| Your goal |
Take the data that follows and retype it word for word.

::: Exercise materials

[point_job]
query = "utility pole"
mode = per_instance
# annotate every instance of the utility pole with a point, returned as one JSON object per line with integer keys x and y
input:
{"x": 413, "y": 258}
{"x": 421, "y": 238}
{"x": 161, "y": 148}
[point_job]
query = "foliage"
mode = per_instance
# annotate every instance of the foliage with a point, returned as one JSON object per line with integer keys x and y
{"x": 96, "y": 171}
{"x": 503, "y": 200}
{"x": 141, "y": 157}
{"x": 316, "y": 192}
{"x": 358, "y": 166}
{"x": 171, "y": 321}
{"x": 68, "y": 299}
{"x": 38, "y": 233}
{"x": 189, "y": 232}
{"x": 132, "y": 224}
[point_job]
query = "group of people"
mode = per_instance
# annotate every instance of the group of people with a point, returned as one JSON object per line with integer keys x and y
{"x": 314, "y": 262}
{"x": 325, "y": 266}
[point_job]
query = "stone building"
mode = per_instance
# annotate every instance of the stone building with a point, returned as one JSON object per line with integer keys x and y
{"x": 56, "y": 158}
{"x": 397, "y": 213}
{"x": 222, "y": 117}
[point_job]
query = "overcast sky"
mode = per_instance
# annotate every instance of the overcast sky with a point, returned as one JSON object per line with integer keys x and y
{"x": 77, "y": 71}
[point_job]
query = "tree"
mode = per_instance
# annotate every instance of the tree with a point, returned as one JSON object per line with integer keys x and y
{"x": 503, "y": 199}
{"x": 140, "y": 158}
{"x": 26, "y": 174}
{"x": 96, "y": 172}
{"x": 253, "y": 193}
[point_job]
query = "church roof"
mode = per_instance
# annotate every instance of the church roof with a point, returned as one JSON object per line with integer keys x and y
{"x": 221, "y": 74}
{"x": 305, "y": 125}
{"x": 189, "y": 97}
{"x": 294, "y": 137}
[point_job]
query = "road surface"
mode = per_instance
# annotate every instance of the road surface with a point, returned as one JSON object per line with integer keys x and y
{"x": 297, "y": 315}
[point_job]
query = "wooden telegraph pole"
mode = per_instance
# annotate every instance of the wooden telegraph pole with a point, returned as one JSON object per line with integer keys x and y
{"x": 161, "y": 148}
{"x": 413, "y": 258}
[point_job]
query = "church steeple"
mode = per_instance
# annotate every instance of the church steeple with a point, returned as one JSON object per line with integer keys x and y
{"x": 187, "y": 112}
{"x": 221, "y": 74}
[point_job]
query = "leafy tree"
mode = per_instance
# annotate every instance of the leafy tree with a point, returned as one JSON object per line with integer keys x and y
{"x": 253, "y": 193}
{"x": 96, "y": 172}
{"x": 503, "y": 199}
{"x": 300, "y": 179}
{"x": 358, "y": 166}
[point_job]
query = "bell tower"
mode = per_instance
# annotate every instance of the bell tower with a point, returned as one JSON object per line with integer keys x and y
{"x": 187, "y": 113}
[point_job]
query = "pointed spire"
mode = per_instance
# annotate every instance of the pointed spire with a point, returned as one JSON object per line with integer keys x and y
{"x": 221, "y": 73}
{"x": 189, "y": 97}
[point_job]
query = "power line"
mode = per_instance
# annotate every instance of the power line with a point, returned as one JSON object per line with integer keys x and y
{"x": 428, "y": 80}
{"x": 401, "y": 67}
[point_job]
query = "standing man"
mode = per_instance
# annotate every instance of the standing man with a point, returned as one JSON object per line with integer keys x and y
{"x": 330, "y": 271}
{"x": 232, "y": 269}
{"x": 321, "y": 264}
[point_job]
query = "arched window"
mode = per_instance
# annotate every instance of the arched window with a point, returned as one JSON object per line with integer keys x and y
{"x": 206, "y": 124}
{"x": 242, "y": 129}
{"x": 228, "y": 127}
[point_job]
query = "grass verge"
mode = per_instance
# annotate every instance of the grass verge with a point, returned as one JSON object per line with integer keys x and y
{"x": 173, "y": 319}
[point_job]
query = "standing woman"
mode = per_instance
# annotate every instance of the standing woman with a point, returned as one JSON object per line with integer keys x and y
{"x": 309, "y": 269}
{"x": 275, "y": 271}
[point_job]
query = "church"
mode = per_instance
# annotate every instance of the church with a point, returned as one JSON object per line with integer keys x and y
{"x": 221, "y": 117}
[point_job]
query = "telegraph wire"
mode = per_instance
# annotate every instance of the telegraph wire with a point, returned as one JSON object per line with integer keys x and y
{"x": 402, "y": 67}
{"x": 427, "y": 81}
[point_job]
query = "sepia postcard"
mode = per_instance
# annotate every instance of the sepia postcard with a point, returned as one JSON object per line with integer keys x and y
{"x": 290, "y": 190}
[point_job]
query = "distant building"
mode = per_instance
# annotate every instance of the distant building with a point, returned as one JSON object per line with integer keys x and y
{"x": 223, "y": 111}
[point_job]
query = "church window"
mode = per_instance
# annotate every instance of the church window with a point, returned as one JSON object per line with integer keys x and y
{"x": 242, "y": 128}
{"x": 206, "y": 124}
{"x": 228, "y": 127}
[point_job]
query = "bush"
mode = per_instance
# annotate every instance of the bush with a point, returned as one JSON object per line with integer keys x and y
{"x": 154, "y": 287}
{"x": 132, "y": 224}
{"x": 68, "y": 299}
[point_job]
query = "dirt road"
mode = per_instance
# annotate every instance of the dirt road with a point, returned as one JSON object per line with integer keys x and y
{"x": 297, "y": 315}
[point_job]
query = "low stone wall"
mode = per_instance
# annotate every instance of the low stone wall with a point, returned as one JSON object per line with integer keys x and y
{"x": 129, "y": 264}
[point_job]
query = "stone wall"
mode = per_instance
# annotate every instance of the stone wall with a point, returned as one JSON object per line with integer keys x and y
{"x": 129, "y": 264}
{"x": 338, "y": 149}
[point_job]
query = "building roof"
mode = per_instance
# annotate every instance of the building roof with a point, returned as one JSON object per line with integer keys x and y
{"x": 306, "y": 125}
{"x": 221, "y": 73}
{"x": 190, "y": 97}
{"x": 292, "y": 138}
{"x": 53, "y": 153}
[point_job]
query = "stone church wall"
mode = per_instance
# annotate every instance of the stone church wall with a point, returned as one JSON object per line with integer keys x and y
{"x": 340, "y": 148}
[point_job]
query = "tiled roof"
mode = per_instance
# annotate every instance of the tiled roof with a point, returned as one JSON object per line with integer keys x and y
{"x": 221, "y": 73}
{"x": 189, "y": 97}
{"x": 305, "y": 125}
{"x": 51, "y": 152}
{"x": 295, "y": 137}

::::::

| Solution |
[point_job]
query = "utility pole"
mode = per_instance
# annotate every instance of the utility pole with a point, returned as one JSON object per line with integer keys x and y
input:
{"x": 413, "y": 258}
{"x": 421, "y": 238}
{"x": 161, "y": 148}
[point_job]
query = "foliage"
mode = per_instance
# annotate every instance of the foliage with a point, returned as one JSON object per line with integer keys x and y
{"x": 96, "y": 171}
{"x": 503, "y": 200}
{"x": 141, "y": 157}
{"x": 316, "y": 192}
{"x": 358, "y": 166}
{"x": 171, "y": 321}
{"x": 68, "y": 299}
{"x": 38, "y": 233}
{"x": 189, "y": 232}
{"x": 132, "y": 224}
[point_job]
query = "group of people"
mode = per_instance
# annotate every instance of the group of people with a point, returned as one JSON object per line with integer keys x and y
{"x": 314, "y": 262}
{"x": 325, "y": 266}
[point_job]
query = "stone building"
mode = per_instance
# annotate every instance of the stone building with a point, returned as one JSON object per line with integer keys x and y
{"x": 56, "y": 158}
{"x": 397, "y": 213}
{"x": 222, "y": 117}
[point_job]
query = "overcast sky"
mode = per_instance
# annotate every instance of the overcast sky with a point, returned as one JSON object per line with integer keys x and y
{"x": 77, "y": 71}
[point_job]
query = "tree"
mode = per_instance
# annotate every instance of the tree with a point, returned as one JSON object per line with integer keys x and y
{"x": 503, "y": 199}
{"x": 140, "y": 158}
{"x": 26, "y": 174}
{"x": 96, "y": 172}
{"x": 253, "y": 193}
[point_job]
query = "church roof"
mode = per_instance
# annotate every instance of the church roof with a point, returned as one JSON object per line with integer keys x and y
{"x": 221, "y": 74}
{"x": 305, "y": 125}
{"x": 189, "y": 97}
{"x": 294, "y": 137}
[point_job]
query = "road surface"
mode = per_instance
# annotate every instance of the road surface with a point, returned as one JSON object per line with integer keys x and y
{"x": 297, "y": 315}
[point_job]
query = "wooden telegraph pole"
mode = per_instance
# annotate every instance of the wooden telegraph pole with a point, returned as one JSON object per line with integer keys x and y
{"x": 161, "y": 148}
{"x": 413, "y": 258}
[point_job]
query = "church steeple"
mode = per_instance
# annotate every instance of the church steeple with a point, returned as one JSON object per line with integer keys x and y
{"x": 187, "y": 112}
{"x": 221, "y": 74}
[point_job]
query = "leafy tree"
mode = per_instance
# annotate every instance of the leafy tree with a point, returned as one JSON object per line with integer keys x and y
{"x": 253, "y": 193}
{"x": 96, "y": 172}
{"x": 503, "y": 199}
{"x": 300, "y": 179}
{"x": 358, "y": 166}
[point_job]
query = "bell tower"
mode = per_instance
# annotate every instance of the bell tower with a point, returned as one JSON object per line with integer keys x and y
{"x": 187, "y": 113}
[point_job]
query = "pointed spire"
mode = per_instance
# annotate every instance of the pointed spire with a point, returned as one JSON object per line with integer keys x and y
{"x": 221, "y": 73}
{"x": 189, "y": 97}
[point_job]
query = "power line"
mode = per_instance
# annotate every instance of the power line with a point, returned as one JSON object per line with integer keys x and y
{"x": 428, "y": 80}
{"x": 401, "y": 67}
[point_job]
query = "standing man"
mode = per_instance
# annotate every instance of the standing man with a point, returned as one JSON object per line with integer keys x and y
{"x": 330, "y": 271}
{"x": 232, "y": 269}
{"x": 321, "y": 264}
[point_job]
query = "arched window"
mode = per_instance
# annotate every instance of the arched window with a point, returned as one JSON object per line with integer keys x and y
{"x": 206, "y": 124}
{"x": 242, "y": 129}
{"x": 228, "y": 127}
[point_job]
query = "grass verge"
mode = per_instance
# annotate every instance of the grass verge with a point, returned as one JSON object per line with integer keys x and y
{"x": 173, "y": 319}
[point_job]
query = "standing woman"
mode = per_instance
# annotate every instance of the standing woman with a point, returned as one JSON object per line with integer keys x and y
{"x": 309, "y": 269}
{"x": 275, "y": 271}
[point_job]
query = "church"
mode = per_instance
# annotate every instance of the church with a point, returned as one JSON object per line with integer keys x and y
{"x": 221, "y": 117}
[point_job]
query = "telegraph wire"
mode = per_instance
# annotate every instance of the telegraph wire with a point, returned as one JSON object per line with integer keys x and y
{"x": 402, "y": 67}
{"x": 427, "y": 81}
[point_job]
query = "sepia postcard"
mode = per_instance
# annotate every instance of the sepia postcard with a point, returned as one JSON object per line with integer keys x and y
{"x": 290, "y": 190}
[point_job]
query = "distant building"
mode = per_instance
# annotate every instance of the distant building with a point, returned as one JSON object per line with integer keys x and y
{"x": 223, "y": 111}
[point_job]
query = "church window"
mode = per_instance
# annotate every instance of the church window with a point, returned as one JSON object per line with integer keys x and y
{"x": 242, "y": 128}
{"x": 206, "y": 124}
{"x": 228, "y": 127}
[point_job]
query = "bush"
mode = per_instance
# annotate every instance of the bush with a point, returned as one JSON object per line with integer keys x and y
{"x": 154, "y": 287}
{"x": 132, "y": 224}
{"x": 68, "y": 299}
[point_job]
query = "dirt road"
mode = per_instance
# annotate every instance of the dirt road with a point, returned as one JSON object per line with integer keys x and y
{"x": 297, "y": 315}
[point_job]
query = "low stone wall"
mode = per_instance
# annotate every instance of the low stone wall with a point, returned as one JSON object per line with integer keys x and y
{"x": 129, "y": 264}
[point_job]
query = "stone wall"
mode = per_instance
# annotate every instance of the stone wall with a point, returned as one JSON object per line with integer keys x and y
{"x": 129, "y": 264}
{"x": 338, "y": 149}
[point_job]
query = "building roof"
mode = per_instance
# annotate every instance of the building roof with a point, returned as one JSON object per line with integer keys x and y
{"x": 306, "y": 125}
{"x": 221, "y": 73}
{"x": 190, "y": 97}
{"x": 292, "y": 138}
{"x": 53, "y": 153}
[point_job]
query = "stone church wall"
mode = per_instance
# annotate every instance of the stone church wall with a point, returned as one JSON object per line with integer keys x and y
{"x": 340, "y": 148}
[point_job]
query = "tiled roof"
mode = per_instance
# annotate every instance of the tiled roof with a point, returned as one JSON object per line with integer keys x and y
{"x": 221, "y": 73}
{"x": 189, "y": 97}
{"x": 305, "y": 125}
{"x": 51, "y": 152}
{"x": 295, "y": 137}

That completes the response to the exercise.